----- Materials provided

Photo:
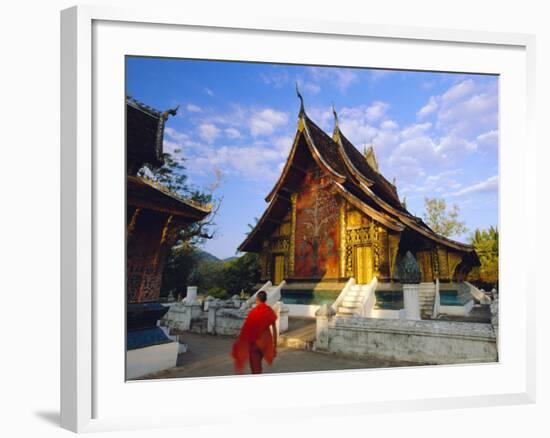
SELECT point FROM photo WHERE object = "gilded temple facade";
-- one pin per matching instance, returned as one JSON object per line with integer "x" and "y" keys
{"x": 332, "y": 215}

----------
----- Materials provided

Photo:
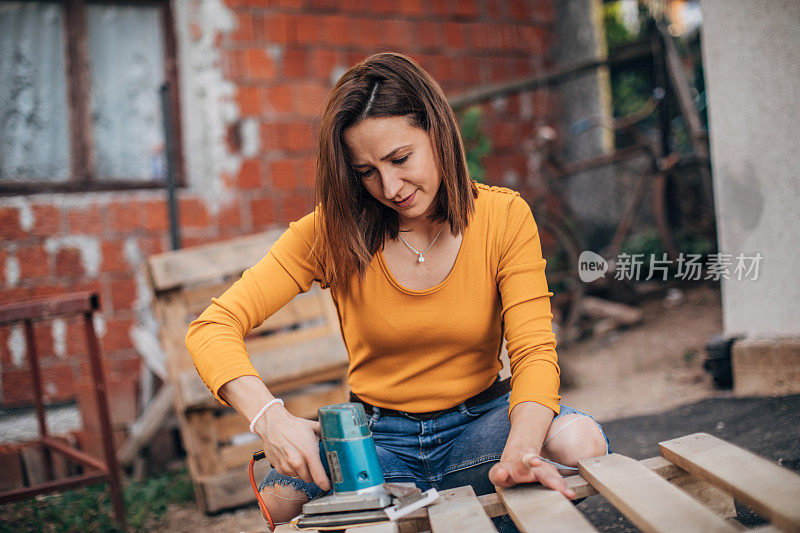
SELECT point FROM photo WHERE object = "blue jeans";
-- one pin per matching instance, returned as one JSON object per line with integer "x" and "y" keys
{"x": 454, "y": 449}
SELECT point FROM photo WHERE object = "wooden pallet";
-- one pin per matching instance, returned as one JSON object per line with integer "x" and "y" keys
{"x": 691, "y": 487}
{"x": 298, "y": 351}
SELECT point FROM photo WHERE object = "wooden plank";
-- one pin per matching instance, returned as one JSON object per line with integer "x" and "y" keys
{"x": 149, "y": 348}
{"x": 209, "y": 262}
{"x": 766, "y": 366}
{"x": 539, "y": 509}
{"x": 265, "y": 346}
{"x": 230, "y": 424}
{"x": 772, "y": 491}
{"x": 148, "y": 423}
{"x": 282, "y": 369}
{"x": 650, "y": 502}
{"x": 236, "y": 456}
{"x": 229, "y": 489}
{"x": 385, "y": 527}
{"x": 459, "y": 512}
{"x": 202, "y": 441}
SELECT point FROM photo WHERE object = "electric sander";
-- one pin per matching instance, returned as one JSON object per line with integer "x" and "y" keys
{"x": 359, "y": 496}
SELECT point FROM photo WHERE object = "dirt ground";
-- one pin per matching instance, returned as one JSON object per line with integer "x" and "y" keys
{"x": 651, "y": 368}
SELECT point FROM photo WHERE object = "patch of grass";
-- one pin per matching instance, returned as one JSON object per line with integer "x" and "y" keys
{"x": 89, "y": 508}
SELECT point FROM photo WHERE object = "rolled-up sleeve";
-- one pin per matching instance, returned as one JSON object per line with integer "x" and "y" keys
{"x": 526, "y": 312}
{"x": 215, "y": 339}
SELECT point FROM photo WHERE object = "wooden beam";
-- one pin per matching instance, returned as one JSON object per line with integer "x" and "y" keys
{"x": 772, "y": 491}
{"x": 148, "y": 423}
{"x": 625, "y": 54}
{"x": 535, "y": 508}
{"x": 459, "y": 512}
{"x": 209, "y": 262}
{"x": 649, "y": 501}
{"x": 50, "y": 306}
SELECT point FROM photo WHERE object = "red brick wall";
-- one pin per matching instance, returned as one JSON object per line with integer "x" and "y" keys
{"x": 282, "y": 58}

----------
----- Materials provided

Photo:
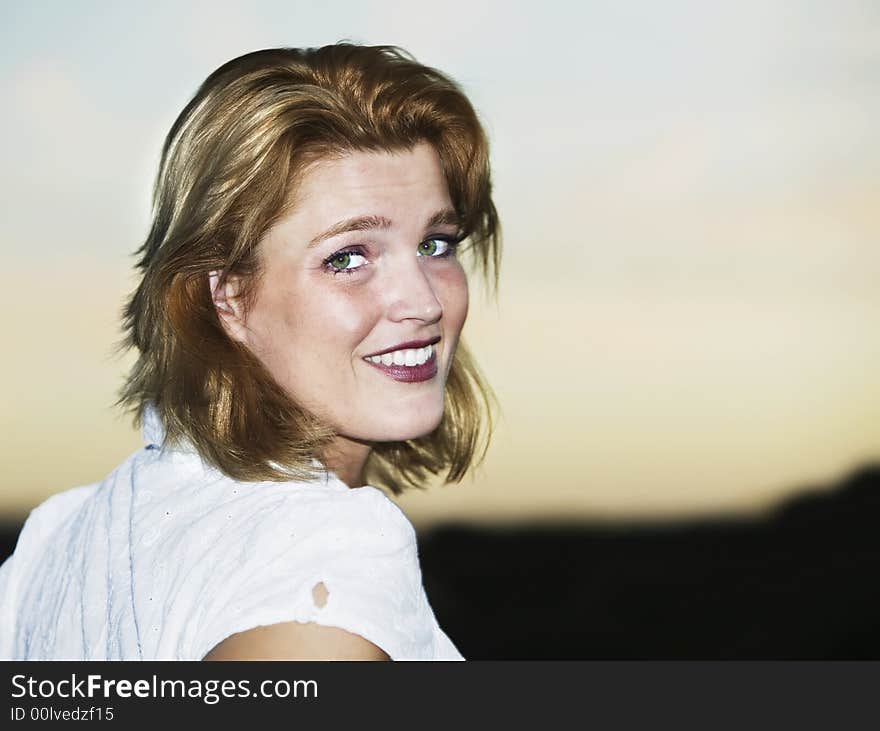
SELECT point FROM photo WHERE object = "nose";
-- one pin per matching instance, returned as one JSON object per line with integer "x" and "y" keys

----------

**Work to do:**
Gather every line of the items above that contains the string "wooden" and reproduce each one in full.

**Task output:**
SELECT point FROM photo WHERE object = "wooden pallet";
SELECT point FROM photo WHERE object = "wooden plank";
SELECT point FROM photo WHERE object = "wooden beam";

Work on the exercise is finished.